Feature Hashing (a.k.a. The Hashing Trick) With R
Practical walkthroughs on machine learning, data exploration and finding insight.
Resources
Packages Used in this Walkthrough
- {FeatureHashing} - Creates a Model Matrix via Feature Hashing With a Formula Interface
- {RCurl} - General network (HTTP/FTP/...) client interface for R
- {caret} - Classification and Regression Training
- {glmnet} - Lasso and elastic-net regularized generalized linear models
Feature hashing is a clever way of modeling data sets containing large amounts of factor and character data. It uses less memory and requires little pre-processing. In this walkthrough, we model a large healthcare data set by first using dummy variables and then feature hashing.

**ACTIVITY 1:**
Answer from the feature hashing walkthrough:
(a) Which package is described as a general network (HTTP/FTP/...) client interface for R?
(b) What does the glmnet package provide?
(c) What kind of data set is modeled in the walkthrough?
**ACTIVITY 2:** Rewrite the paragraph of the feature hashing walkthrough that begins "Feature hashing is a clever way" as a short list that keeps its main facts.
**ACTIVITY 3:** Write the next part of the feature hashing walkthrough, starting after its last sentence.
The records come from a different source than the feature hashing walkthrough.

**RECORDS SHOWN:**
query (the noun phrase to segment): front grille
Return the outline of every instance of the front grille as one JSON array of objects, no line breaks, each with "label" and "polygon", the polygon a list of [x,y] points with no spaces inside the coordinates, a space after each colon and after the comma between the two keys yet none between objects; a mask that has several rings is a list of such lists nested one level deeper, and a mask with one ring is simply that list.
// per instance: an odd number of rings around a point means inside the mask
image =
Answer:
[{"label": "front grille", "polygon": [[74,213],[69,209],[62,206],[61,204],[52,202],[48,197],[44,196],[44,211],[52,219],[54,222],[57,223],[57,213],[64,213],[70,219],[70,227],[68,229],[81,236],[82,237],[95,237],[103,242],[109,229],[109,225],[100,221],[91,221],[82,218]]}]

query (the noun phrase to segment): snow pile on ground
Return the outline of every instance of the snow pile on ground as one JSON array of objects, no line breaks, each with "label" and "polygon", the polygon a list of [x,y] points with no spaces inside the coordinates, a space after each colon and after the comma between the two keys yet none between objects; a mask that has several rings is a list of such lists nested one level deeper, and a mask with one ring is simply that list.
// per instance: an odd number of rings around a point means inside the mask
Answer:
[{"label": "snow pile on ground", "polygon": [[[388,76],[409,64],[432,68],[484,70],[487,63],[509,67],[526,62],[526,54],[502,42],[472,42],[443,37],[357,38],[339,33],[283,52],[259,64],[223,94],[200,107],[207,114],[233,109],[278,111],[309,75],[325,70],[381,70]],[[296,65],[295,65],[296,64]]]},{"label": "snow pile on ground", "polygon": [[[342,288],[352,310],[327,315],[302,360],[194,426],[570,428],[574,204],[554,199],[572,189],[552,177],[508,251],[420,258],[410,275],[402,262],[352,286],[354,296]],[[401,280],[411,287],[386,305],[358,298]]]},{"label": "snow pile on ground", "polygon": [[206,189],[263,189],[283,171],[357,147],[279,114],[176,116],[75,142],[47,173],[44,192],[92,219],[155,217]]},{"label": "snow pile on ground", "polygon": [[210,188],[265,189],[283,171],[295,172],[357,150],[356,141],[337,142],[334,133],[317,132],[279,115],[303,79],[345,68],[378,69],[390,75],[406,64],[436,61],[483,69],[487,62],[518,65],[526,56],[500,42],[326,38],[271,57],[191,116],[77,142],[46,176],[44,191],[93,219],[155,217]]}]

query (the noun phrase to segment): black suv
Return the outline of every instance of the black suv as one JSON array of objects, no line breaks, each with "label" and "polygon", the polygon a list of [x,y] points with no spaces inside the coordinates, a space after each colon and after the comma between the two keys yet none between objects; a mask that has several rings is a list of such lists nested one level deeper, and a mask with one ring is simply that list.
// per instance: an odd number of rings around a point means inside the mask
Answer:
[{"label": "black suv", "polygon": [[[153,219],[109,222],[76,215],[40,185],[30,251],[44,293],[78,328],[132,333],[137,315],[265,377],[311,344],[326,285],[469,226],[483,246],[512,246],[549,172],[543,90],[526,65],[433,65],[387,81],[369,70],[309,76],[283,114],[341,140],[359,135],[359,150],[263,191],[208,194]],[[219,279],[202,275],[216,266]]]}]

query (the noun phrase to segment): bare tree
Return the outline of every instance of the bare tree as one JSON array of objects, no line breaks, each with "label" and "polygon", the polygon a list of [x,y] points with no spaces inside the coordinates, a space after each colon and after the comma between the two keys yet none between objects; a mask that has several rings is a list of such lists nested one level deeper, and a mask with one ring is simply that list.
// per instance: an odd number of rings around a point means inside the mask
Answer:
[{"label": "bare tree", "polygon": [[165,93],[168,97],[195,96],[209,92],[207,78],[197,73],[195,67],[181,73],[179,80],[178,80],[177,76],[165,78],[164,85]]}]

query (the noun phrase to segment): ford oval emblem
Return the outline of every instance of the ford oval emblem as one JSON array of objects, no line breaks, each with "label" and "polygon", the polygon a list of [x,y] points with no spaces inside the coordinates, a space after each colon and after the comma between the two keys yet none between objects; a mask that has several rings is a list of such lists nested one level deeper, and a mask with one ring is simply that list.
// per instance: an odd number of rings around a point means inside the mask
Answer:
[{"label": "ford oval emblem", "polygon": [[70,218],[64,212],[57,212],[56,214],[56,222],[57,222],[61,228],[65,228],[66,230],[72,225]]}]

**RESPONSE AREA 1:**
(a) RCurl
(b) Lasso and elastic-net regularized generalized linear models
(c) A large healthcare data set

**RESPONSE AREA 2:**
- Feature hashing is a clever way to model data sets with large amounts of factor and character data.
- It uses less memory and needs little pre-processing.
- The walkthrough models a large healthcare data set, first with dummy variables and then with feature hashing.

**RESPONSE AREA 3:**
What’s the big deal? Well, normally, one would:
- Dummify all factor, text, and unordered categorical data: This creates a new column for each unique value and tags a binary value whether or not an observation contains that particular value. For large data sets, this can drastically increase the dimensional space (adding many more columns).
- Drop levels: For example, taking the the top x% most popular levels and neutralizing the rest, grouping levels by theme using string distance, or simply ignoring factors too large for a machine's memory.
- Use a sparse matrix: This can mitigate the size of these dummied data sets by dropping zeros.
But a more complete solution, especially when there are tens of thousands of unique values, is the ‘hashing trick’.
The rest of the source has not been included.